→ **Work to do**: Quote the records below in full, exactly as given, with the images taken out.

→ **Extracted entries**:
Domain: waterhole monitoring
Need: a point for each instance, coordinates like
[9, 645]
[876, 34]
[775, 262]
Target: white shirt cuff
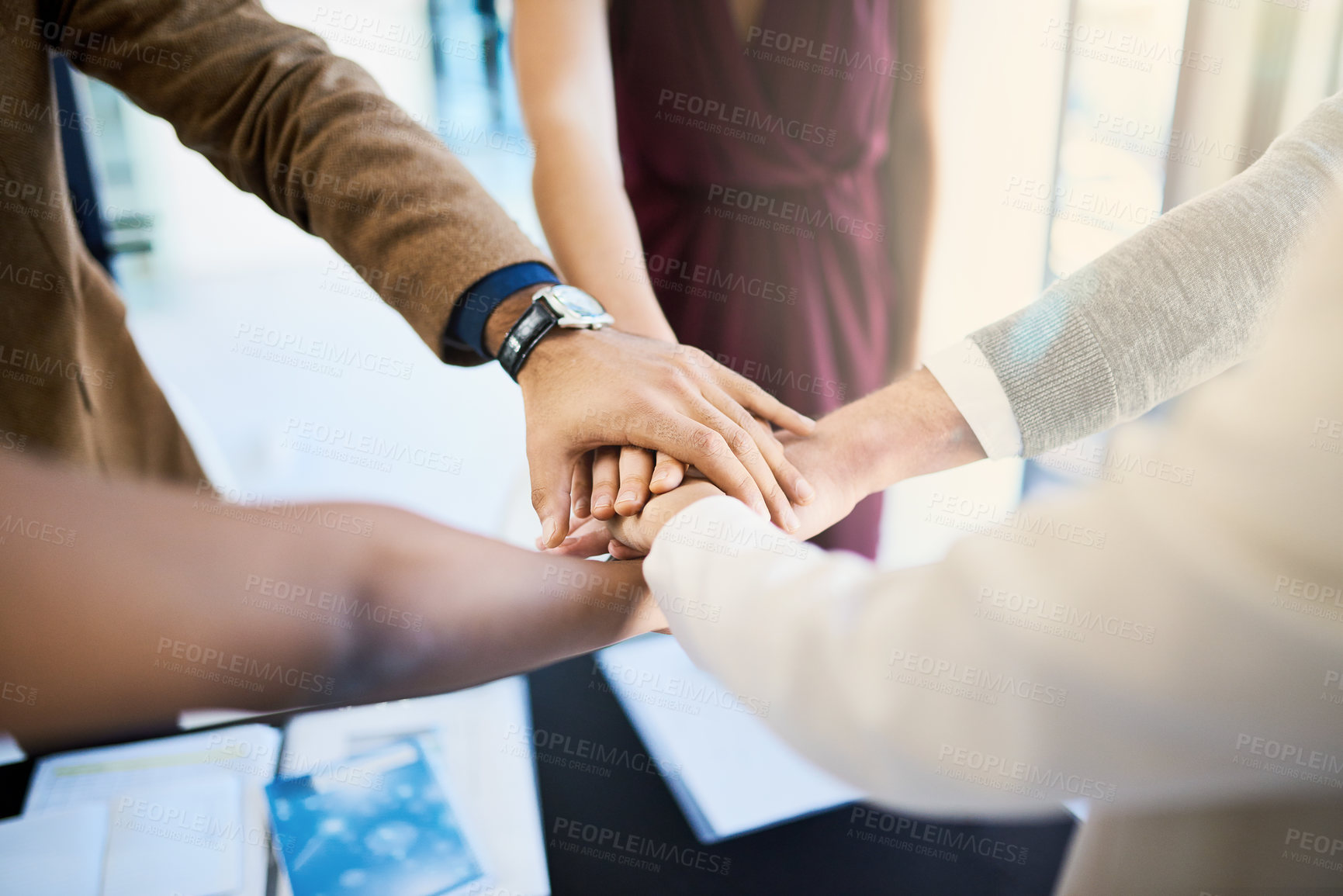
[974, 389]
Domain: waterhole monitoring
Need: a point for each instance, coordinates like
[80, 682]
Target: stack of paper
[483, 763]
[735, 776]
[179, 815]
[57, 855]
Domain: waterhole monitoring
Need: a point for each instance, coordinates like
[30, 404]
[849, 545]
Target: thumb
[552, 486]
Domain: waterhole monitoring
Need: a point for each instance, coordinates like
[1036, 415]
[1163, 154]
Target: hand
[909, 429]
[819, 457]
[619, 480]
[589, 389]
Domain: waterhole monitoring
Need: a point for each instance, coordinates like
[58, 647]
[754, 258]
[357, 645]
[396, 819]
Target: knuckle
[742, 442]
[708, 442]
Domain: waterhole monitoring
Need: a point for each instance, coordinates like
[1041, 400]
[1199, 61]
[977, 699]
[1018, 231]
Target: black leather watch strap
[528, 330]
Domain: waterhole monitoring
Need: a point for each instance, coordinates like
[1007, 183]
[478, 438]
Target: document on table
[731, 773]
[474, 736]
[183, 815]
[57, 855]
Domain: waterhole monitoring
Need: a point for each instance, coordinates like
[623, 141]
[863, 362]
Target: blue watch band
[466, 324]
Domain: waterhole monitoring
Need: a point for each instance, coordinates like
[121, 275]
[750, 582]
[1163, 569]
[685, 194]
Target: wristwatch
[555, 305]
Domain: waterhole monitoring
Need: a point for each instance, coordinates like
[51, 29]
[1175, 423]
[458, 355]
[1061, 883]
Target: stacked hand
[821, 457]
[909, 429]
[587, 390]
[665, 406]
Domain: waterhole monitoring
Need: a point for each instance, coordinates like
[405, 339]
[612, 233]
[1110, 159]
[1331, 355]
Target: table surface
[833, 852]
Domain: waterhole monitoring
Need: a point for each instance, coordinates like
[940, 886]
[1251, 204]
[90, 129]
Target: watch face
[576, 301]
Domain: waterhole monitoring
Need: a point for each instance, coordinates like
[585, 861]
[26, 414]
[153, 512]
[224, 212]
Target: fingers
[606, 479]
[795, 486]
[583, 486]
[760, 403]
[668, 473]
[622, 552]
[635, 470]
[587, 539]
[749, 453]
[552, 484]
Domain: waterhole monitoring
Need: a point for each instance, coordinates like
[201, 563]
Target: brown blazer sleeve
[308, 132]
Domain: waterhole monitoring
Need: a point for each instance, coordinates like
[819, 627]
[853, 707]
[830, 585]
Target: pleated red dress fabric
[755, 168]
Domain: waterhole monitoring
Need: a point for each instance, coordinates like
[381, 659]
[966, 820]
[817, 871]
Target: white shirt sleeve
[1084, 650]
[970, 382]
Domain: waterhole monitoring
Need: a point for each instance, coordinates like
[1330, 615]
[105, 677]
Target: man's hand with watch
[589, 387]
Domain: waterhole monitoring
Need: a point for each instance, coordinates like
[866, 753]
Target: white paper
[493, 795]
[57, 855]
[104, 777]
[101, 774]
[183, 840]
[733, 774]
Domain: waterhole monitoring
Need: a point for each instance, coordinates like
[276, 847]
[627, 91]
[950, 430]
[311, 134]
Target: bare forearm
[907, 429]
[123, 605]
[591, 229]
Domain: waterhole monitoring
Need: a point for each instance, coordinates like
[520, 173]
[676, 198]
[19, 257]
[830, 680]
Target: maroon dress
[756, 174]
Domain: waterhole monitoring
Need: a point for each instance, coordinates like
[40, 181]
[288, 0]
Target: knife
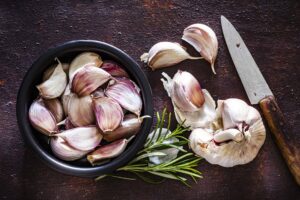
[259, 92]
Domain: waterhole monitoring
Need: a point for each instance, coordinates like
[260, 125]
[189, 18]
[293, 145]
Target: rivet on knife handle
[280, 131]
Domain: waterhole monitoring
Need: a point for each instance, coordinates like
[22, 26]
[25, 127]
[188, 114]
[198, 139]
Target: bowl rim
[26, 129]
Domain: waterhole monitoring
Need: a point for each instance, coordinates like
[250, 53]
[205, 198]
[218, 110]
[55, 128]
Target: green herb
[177, 169]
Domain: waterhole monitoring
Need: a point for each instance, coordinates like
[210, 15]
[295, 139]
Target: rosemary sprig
[177, 169]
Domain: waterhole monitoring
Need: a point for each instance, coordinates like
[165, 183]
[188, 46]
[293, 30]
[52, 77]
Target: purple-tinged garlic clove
[41, 118]
[111, 150]
[55, 85]
[108, 112]
[126, 94]
[88, 79]
[114, 69]
[65, 152]
[81, 138]
[204, 40]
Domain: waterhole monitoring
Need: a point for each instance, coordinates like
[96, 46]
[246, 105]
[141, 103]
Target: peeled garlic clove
[108, 112]
[55, 85]
[55, 107]
[80, 110]
[129, 127]
[63, 151]
[41, 118]
[82, 138]
[165, 54]
[88, 79]
[114, 69]
[126, 95]
[204, 40]
[51, 69]
[111, 150]
[83, 59]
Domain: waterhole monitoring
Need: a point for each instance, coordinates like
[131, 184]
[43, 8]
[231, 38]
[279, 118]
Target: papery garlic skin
[80, 110]
[84, 59]
[165, 54]
[65, 152]
[41, 118]
[55, 85]
[204, 40]
[126, 95]
[88, 79]
[108, 113]
[81, 138]
[107, 151]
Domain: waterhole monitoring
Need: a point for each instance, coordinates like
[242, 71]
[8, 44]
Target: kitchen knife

→ **The result**:
Domain: waterhole monitoring
Need: a point for each instance, coordinates like
[9, 645]
[876, 34]
[775, 262]
Target: white shirt cuff
[974, 389]
Domain: waterhole monitoring
Need: a point for each instance, coordinates like
[80, 682]
Target: stack of paper
[483, 763]
[735, 776]
[179, 815]
[57, 855]
Domain: waterhole monitoring
Need: a point for each instance, coordinates like
[30, 404]
[849, 545]
Target: thumb
[552, 486]
Domain: waterhole monitoring
Need: a point for each instance, coordinates like
[1036, 415]
[1163, 154]
Target: hand
[909, 429]
[819, 457]
[619, 480]
[589, 389]
Domain: waterhole monitoring
Need: a point for each instance, coordinates like
[58, 647]
[754, 258]
[357, 645]
[396, 819]
Target: knuckle
[742, 442]
[708, 442]
Domain: waterhole monitoring
Need: a point for each instance, coordinates like
[1041, 400]
[1199, 61]
[977, 699]
[1018, 231]
Target: black leather watch strap
[528, 330]
Domain: waterhole monitoring
Need: a point for each instance, coordinates like
[1007, 183]
[478, 438]
Target: document on table
[731, 773]
[474, 736]
[183, 815]
[57, 855]
Domain: waterhole monitoring
Need: a point for each instance, coordinates like
[623, 141]
[863, 362]
Target: blue watch band
[466, 324]
Domain: waterhole monitoring
Need: a point for each instance, coordinates like
[121, 275]
[750, 582]
[1163, 569]
[685, 194]
Target: wristwatch
[555, 305]
Domain: waterhole monitoring
Need: a point for each instance, coordinates like
[51, 29]
[1175, 423]
[458, 355]
[1061, 883]
Target: stacked hand
[821, 457]
[909, 429]
[587, 390]
[665, 406]
Domain: waterhole monitoring
Need: a point for each instance, coordinates like
[405, 339]
[612, 233]
[1110, 159]
[1331, 355]
Target: table surface
[833, 852]
Domain: waterhole monitoring
Need: a point for each instance, coordinates like
[940, 886]
[1251, 204]
[90, 129]
Target: watch face
[576, 301]
Domain: waterhole monitoring
Need: a point for each instance, coordinates like
[585, 861]
[26, 414]
[153, 512]
[224, 212]
Target: fingers
[606, 479]
[795, 486]
[583, 486]
[760, 403]
[668, 473]
[622, 552]
[635, 470]
[587, 539]
[749, 453]
[552, 484]
Domain: waterhole monitoring
Need: a point for each instance, coordinates like
[201, 563]
Target: brown blazer sleeve
[308, 132]
Domain: waterhole monitoring
Need: a point for each instance, coordinates like
[819, 627]
[853, 707]
[830, 585]
Target: pleated red dress fabric
[755, 168]
Domain: waterhole monitoring
Need: a point for each instance, coordinates like
[381, 659]
[966, 820]
[817, 871]
Target: white shirt sleeve
[1084, 650]
[970, 382]
Domain: waterhole monitoring
Need: a point for each instance, coordinates like
[1330, 615]
[105, 677]
Target: man's hand with watch
[589, 387]
Domain: waterhole monitoring
Need: a point for each instance, coordinates like
[866, 753]
Target: white paper
[493, 795]
[57, 855]
[104, 777]
[101, 774]
[183, 840]
[733, 774]
Domain: waterhole monitoring
Need: a point for each instance, coordinates like
[276, 847]
[627, 91]
[950, 430]
[311, 134]
Target: bare forearm
[907, 429]
[123, 605]
[591, 229]
Domain: waterhole monitoring
Need: a point for each instance, coordinates like
[520, 173]
[676, 198]
[19, 257]
[830, 680]
Target: maroon dress
[756, 174]
Domain: waterhole monitoring
Need: a point for each instance, coordinates like
[40, 181]
[288, 0]
Target: knife
[259, 92]
Domain: waterhole monitoring
Need: a point for each instance, coordinates like
[260, 125]
[189, 18]
[293, 145]
Target: rivet on knife handle
[280, 131]
Domain: waterhole monitoring
Need: a point for each instance, coordinates like
[22, 26]
[25, 127]
[188, 114]
[198, 139]
Target: bowl rim
[26, 129]
Domain: waterhole monitoring
Need: a point for each instance, coordinates like
[250, 53]
[205, 198]
[218, 110]
[55, 128]
Target: green herb
[177, 169]
Domain: waterhole monitoring
Need: a point for each instance, coordinates like
[210, 15]
[295, 139]
Target: rosemary sprig
[177, 169]
Domain: waterhole monitoring
Need: a point for each instance, coordinates like
[165, 183]
[188, 46]
[293, 30]
[52, 77]
Target: purple-tinged garlic clove
[41, 118]
[111, 150]
[55, 85]
[108, 112]
[126, 94]
[88, 79]
[114, 69]
[65, 152]
[81, 138]
[204, 40]
Domain: waterhole monitoring
Need: a point for each instance, coordinates like
[96, 46]
[246, 105]
[141, 103]
Target: peeled garlic clove
[108, 112]
[55, 85]
[55, 107]
[80, 110]
[129, 127]
[63, 151]
[41, 118]
[82, 138]
[165, 54]
[88, 79]
[114, 69]
[126, 95]
[204, 40]
[51, 69]
[111, 150]
[83, 59]
Domain: waterhole monitoring
Need: a point for each instance, coordinates like
[131, 184]
[43, 8]
[231, 38]
[279, 118]
Target: papery garlic skin
[80, 110]
[84, 59]
[165, 54]
[65, 152]
[41, 118]
[55, 85]
[204, 40]
[126, 95]
[88, 79]
[108, 113]
[81, 138]
[107, 151]
Domain: waterhole monitoring
Need: a point for each instance, coordinates like
[242, 71]
[8, 44]
Target: kitchen knife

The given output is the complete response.